TEXT SECTION:
- - -

Forget Trump. Let's Have Some NICE THINGS.
Photo by Daniel Stockman, Creative Commons license 2.0

It's Sunday, and that means it's time for a break from the ongoing grind of awfulness out there. Let's dive into some cool, funny, thoughtful stuff to fortify ourselves before we get back to the daily madness, shall we?

Artificial Weirdness

One of our favorite online distractions -- but we repeat ourselves -- is the AI Weirdness blog by computer research scientist Janelle Shane, who likes to program neural networks to consume a bunch of information and then spit out their own versions of... things. Like for instance some Valentines Day candy hearts, which was the post that got me to sign up for her weekly newsletter last year. Some of the messages seemed almost plausible, if a bit unorthodox:

Of course, what makes AI Weirdness fun are the examples where the AI gets close, but eats the cigar and calls it a sweaty llama:

If you sign up for Shane's weekly newsletter, she'll send you content that may be a little less PG-rated than the stuff she puts on the blog for just anyone. From the candy hearts supplement, a few samples of a neural net working blue:


Shane has her own meatspace network of educators and other assorted nerds working with AI, and they often provide her with post topics, like for instance a middle school teacher in Austin who had her coding classes program a text generation program (textgenrnn) to create ice cream flavors. As it happens, Shane had that very week been playing around with the very same idea. Here are a few perfectly cromulent flavors the kids in Anita Johnson's classes came up with:

  • It's Sunday
  • Cherry Poet
  • Brittle Cheesecake
  • Honey Vanilla Happy
  • hmm
  • Holy Lemon Monster
  • Cookies & Red Hot Lover

Inevitably, some flavors veered toward the Uncanny Ice Cream Valley:

  • Cupsie Core
  • Washing Chocolate
  • Peanut Cinnamon Budge
  • the United Bacon de Vanilla
  • Texas Boy Nut
  • Strawberry Moons
  • Pretzel Egg
  • Cookies and Green
  • Sea Cheesecake
  • Mango Cats
  • Lemon Cream Grassplay

Not to mention the ones that might just as well be products of the Whizzo Chocolate Company:

  • Pumpkin Trash Break
  • Peanut Butter Slime
  • Gravy Cashew
  • Bug
  • Lament
  • Ants-Almond Cheesecake
  • Chocolate Gingerbread Bum
  • Caramel Livers
  • Elk Peanut Southe
  • Sand & Cream
  • Toffee Frog (!!!!! but was it crunchy?)

- - -

GIVEN TASK A: Count the lines in the records that contain the word "foreground" and give only that number.
The text above has no connection to the records that come next.

Source records:
- - -

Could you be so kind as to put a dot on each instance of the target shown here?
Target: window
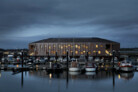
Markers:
(96, 46)
(99, 52)
(107, 46)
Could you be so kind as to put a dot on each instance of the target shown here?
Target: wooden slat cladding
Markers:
(75, 48)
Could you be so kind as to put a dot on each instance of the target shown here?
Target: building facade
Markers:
(74, 47)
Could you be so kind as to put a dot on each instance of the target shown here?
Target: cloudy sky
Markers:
(24, 21)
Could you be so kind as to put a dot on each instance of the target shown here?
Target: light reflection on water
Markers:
(41, 81)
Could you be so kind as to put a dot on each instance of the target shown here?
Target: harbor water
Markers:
(41, 81)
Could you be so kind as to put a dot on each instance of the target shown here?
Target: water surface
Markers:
(41, 81)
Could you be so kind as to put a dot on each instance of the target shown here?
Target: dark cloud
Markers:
(21, 20)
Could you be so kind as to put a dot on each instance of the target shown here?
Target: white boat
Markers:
(90, 67)
(74, 67)
(97, 59)
(126, 66)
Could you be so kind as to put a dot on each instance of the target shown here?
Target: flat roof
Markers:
(55, 40)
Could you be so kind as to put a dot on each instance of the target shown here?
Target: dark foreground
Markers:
(41, 81)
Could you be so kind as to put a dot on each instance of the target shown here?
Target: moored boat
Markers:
(90, 67)
(126, 66)
(74, 67)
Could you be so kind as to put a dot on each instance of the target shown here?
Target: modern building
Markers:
(74, 47)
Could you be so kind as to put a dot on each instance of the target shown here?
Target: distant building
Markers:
(74, 46)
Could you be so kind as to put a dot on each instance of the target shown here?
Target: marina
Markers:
(40, 80)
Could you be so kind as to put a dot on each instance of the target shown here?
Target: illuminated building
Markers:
(74, 46)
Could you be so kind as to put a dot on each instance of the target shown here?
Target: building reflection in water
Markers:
(101, 75)
(126, 76)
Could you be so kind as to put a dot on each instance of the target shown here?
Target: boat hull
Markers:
(90, 69)
(126, 69)
(74, 69)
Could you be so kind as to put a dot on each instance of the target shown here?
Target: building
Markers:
(74, 47)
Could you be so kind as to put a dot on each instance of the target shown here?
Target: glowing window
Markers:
(76, 52)
(96, 46)
(76, 46)
(99, 52)
(94, 51)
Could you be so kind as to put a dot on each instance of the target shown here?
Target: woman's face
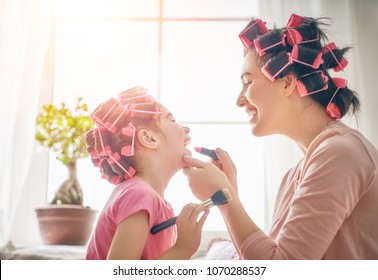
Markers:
(261, 98)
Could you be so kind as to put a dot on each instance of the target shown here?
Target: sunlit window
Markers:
(187, 54)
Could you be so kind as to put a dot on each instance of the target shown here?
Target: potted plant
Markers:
(62, 130)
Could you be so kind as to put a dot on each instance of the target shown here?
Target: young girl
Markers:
(138, 146)
(327, 205)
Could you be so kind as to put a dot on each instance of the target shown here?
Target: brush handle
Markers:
(159, 227)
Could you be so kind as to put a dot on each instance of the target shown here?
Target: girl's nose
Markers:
(241, 101)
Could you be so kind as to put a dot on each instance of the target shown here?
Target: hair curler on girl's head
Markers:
(301, 48)
(111, 143)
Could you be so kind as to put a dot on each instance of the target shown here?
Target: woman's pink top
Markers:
(327, 206)
(128, 198)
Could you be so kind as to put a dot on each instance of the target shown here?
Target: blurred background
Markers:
(187, 53)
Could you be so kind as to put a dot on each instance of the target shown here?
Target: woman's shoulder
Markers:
(342, 145)
(342, 139)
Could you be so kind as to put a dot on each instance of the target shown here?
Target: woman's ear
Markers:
(290, 84)
(148, 138)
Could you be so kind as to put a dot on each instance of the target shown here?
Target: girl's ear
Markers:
(290, 84)
(148, 138)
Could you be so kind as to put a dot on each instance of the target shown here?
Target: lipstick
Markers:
(206, 152)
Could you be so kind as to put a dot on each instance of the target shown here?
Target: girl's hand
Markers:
(189, 228)
(204, 177)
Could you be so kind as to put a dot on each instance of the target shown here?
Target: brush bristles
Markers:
(219, 198)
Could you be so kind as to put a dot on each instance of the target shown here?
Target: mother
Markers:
(327, 205)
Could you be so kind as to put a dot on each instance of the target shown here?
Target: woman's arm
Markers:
(205, 179)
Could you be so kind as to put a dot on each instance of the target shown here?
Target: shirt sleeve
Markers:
(137, 197)
(335, 176)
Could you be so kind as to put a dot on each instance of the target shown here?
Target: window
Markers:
(189, 57)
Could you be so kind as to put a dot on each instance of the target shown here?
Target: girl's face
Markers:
(175, 138)
(261, 98)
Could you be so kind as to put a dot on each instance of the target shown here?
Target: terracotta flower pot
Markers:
(65, 224)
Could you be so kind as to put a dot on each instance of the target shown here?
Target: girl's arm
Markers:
(130, 238)
(131, 235)
(189, 229)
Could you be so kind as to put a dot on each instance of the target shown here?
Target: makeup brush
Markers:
(206, 152)
(219, 198)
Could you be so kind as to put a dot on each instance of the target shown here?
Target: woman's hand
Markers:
(226, 164)
(204, 177)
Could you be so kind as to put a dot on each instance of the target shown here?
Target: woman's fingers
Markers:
(194, 162)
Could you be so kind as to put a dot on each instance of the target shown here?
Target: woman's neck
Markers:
(308, 127)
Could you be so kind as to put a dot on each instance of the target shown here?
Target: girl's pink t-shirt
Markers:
(327, 206)
(128, 198)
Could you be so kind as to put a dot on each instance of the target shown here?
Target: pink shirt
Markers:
(327, 206)
(128, 198)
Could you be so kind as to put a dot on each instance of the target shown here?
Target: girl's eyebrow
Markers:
(245, 74)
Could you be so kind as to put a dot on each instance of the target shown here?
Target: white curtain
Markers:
(25, 28)
(353, 23)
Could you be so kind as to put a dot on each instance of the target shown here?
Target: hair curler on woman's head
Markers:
(301, 48)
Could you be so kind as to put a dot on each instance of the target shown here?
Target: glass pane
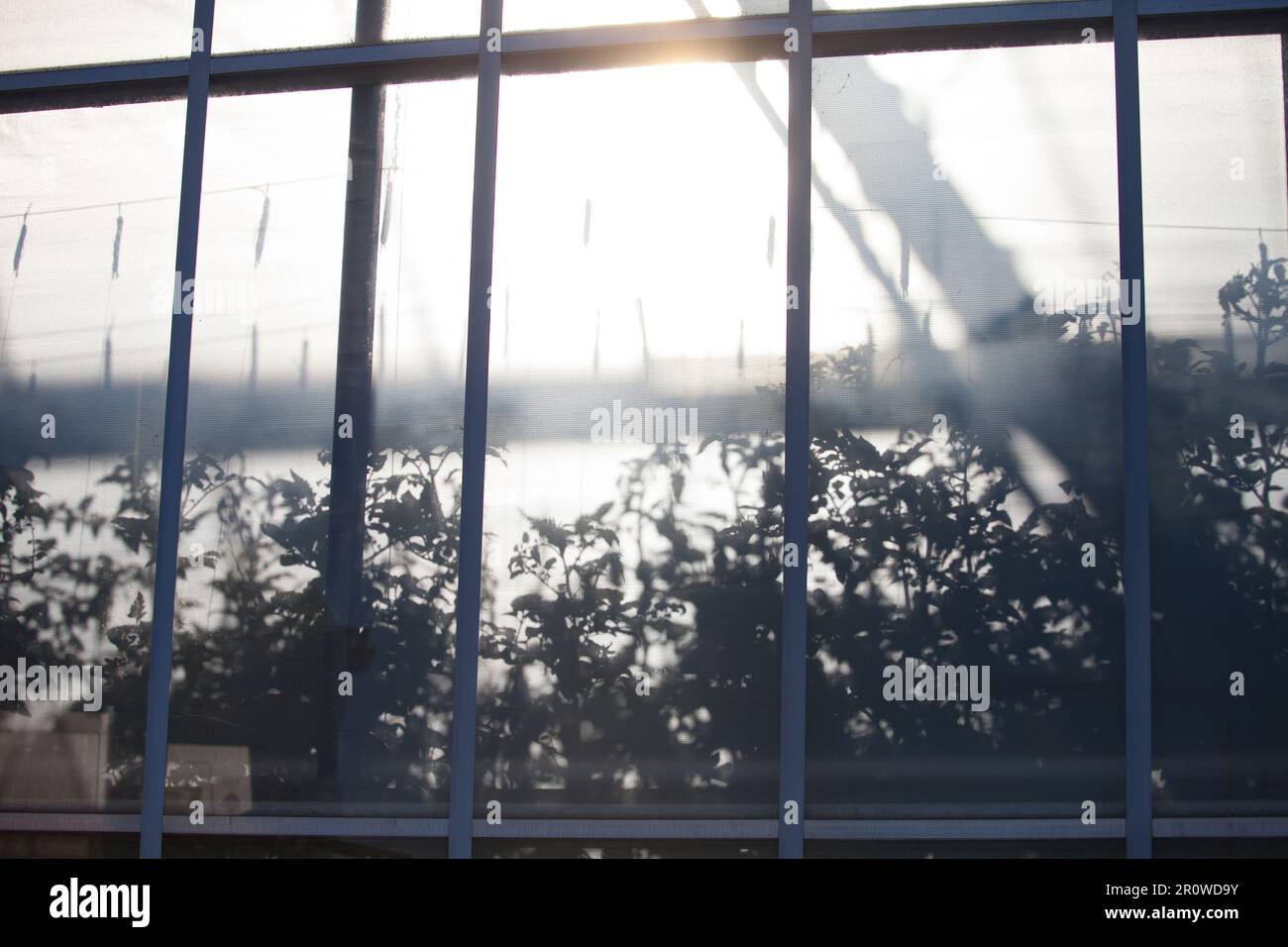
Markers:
(88, 221)
(965, 594)
(1215, 244)
(253, 25)
(629, 659)
(553, 14)
(50, 34)
(317, 598)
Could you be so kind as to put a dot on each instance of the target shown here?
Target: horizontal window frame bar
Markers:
(623, 828)
(557, 51)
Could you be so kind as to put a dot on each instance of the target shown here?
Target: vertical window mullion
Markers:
(1131, 243)
(475, 454)
(791, 749)
(161, 650)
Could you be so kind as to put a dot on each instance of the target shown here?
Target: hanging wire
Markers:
(13, 283)
(263, 228)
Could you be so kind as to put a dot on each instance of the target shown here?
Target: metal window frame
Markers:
(822, 34)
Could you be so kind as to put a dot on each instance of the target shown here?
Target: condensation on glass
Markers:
(88, 222)
(316, 603)
(965, 518)
(631, 602)
(1216, 241)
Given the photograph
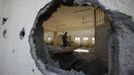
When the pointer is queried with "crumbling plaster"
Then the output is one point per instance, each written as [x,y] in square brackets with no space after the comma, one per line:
[22,13]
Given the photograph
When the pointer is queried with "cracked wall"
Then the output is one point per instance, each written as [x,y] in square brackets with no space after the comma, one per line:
[15,53]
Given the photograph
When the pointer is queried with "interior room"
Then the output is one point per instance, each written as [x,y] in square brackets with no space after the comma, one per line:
[76,37]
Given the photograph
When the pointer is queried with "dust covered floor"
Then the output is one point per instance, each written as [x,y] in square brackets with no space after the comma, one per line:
[71,60]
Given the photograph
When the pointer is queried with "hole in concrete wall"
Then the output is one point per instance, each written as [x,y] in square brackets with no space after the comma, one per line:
[22,33]
[4,20]
[75,40]
[4,33]
[40,52]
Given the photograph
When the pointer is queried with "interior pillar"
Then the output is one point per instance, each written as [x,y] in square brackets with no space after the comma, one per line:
[55,42]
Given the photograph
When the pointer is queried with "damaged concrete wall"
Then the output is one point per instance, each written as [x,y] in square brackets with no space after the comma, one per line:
[15,52]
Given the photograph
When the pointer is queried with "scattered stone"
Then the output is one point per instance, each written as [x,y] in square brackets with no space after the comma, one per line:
[22,33]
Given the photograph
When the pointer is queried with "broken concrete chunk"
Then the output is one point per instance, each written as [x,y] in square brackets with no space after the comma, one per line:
[22,33]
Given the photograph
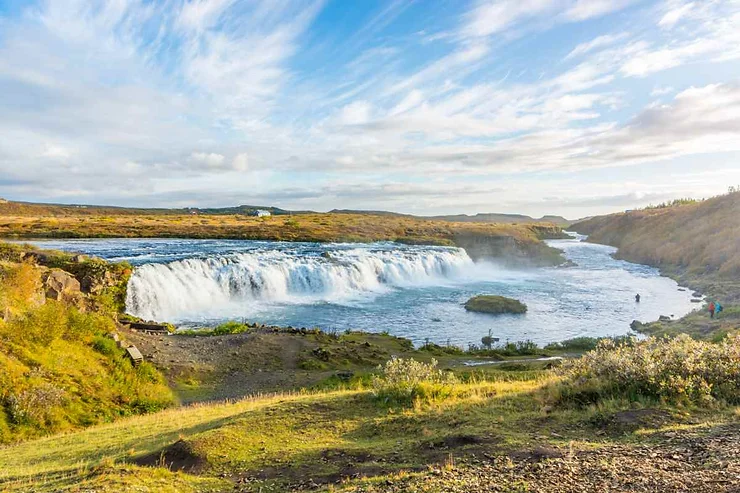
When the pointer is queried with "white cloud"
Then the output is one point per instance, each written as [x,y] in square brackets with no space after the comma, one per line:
[587,9]
[56,152]
[490,17]
[662,91]
[675,14]
[355,113]
[209,159]
[595,44]
[201,14]
[240,162]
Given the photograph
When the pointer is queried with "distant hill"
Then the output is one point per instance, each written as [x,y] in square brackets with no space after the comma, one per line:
[695,242]
[31,208]
[464,218]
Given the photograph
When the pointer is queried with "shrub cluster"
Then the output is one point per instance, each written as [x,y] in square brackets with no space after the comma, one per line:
[680,370]
[405,381]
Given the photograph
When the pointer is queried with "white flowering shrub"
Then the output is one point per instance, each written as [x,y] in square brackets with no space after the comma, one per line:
[674,369]
[403,381]
[35,405]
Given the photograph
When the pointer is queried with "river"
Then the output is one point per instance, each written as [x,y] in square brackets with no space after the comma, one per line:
[411,291]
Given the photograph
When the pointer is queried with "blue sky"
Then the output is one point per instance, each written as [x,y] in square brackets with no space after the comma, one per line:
[571,107]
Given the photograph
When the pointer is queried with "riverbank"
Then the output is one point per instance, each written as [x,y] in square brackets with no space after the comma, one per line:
[695,243]
[509,244]
[493,427]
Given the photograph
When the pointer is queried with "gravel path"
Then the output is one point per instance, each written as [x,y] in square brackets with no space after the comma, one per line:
[682,461]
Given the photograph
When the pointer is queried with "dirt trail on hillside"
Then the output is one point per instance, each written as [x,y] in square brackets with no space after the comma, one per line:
[683,461]
[228,366]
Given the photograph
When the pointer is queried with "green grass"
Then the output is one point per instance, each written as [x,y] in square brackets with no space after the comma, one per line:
[58,369]
[281,440]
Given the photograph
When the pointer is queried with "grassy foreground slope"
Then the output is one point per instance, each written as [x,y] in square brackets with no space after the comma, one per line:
[59,370]
[492,431]
[697,244]
[519,243]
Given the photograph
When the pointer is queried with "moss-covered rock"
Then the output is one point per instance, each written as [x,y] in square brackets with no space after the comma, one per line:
[495,305]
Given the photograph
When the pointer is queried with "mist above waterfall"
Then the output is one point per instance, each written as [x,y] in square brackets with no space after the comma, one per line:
[182,288]
[409,290]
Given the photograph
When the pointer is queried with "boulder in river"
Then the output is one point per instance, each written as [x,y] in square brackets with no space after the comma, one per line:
[495,305]
[60,285]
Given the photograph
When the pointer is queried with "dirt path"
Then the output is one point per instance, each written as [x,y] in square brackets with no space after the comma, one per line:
[228,366]
[682,461]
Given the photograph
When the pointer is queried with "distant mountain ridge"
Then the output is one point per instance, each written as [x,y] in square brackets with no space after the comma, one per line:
[25,208]
[482,217]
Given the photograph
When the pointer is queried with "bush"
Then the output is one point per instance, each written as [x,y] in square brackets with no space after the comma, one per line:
[404,381]
[679,370]
[106,346]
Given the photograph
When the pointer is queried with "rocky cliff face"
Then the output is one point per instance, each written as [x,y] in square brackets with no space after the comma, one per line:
[696,243]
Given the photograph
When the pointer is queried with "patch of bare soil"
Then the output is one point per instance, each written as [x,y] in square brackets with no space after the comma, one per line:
[176,457]
[680,461]
[228,366]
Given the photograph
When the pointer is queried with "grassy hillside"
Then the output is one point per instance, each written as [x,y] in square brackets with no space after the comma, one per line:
[697,243]
[515,242]
[59,370]
[610,422]
[372,413]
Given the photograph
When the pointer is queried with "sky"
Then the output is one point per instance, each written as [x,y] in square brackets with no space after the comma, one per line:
[570,107]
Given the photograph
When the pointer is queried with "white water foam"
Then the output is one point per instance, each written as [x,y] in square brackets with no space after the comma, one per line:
[179,289]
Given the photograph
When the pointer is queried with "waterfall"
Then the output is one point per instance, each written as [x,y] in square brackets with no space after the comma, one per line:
[169,291]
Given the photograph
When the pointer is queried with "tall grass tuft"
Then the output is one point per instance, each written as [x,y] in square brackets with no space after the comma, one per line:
[677,370]
[404,382]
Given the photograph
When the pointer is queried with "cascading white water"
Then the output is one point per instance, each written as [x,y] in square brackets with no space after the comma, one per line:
[191,286]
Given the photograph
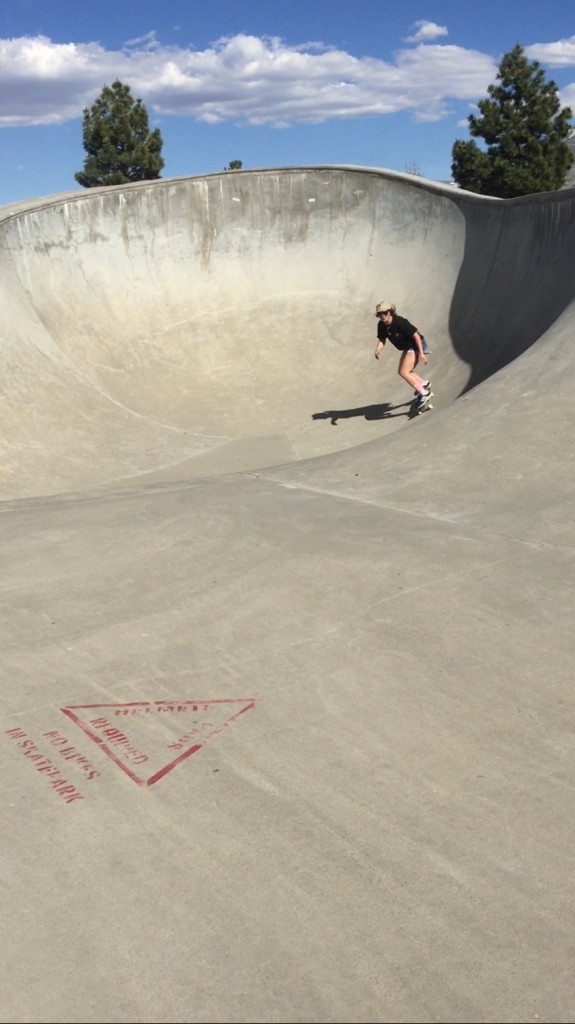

- - -

GIVEN TASK B: In the post about AI Weirdness, what text generation program did the middle school coding classes use to create ice cream flavors?

CORRECT OUTPUT A: 2

CORRECT OUTPUT B: textgenrnn